**PROBLEM TO SOLVE:**
Collect each line in the records below that contains the word "electrical", matching case exactly.

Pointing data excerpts
====================
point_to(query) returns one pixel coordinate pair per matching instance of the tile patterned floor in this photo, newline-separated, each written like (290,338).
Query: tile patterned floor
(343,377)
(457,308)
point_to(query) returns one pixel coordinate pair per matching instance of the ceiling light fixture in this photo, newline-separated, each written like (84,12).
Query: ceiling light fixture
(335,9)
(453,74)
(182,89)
====================
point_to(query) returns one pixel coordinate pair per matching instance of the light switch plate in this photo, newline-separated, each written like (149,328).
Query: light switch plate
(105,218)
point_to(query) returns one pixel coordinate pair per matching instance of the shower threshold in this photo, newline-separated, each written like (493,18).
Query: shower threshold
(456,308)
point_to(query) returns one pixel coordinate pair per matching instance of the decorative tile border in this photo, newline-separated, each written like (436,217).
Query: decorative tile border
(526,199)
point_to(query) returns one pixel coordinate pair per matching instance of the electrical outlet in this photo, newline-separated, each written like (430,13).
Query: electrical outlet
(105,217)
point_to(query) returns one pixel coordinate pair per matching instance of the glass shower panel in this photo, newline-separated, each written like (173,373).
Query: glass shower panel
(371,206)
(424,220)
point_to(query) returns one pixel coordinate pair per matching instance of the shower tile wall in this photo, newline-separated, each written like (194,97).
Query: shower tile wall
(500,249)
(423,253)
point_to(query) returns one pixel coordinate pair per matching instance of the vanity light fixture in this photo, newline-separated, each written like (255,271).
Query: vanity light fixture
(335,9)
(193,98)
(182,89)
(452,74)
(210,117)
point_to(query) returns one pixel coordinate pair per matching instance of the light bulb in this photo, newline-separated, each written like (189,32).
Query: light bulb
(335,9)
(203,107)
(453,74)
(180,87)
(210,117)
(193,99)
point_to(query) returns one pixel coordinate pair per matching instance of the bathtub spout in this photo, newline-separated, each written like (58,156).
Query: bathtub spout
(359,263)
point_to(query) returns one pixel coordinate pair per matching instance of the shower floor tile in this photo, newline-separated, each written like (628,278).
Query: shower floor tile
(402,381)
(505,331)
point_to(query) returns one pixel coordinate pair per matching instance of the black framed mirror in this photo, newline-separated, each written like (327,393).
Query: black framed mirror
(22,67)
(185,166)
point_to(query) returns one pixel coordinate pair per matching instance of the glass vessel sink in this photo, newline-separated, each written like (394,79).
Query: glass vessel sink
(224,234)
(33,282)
====================
**THE RESPONSE:**
point_to(query) returns one pixel coordinate pair per matching instance of the electrical outlet in this photo, newline-separated, each written like (430,13).
Query: electrical outlet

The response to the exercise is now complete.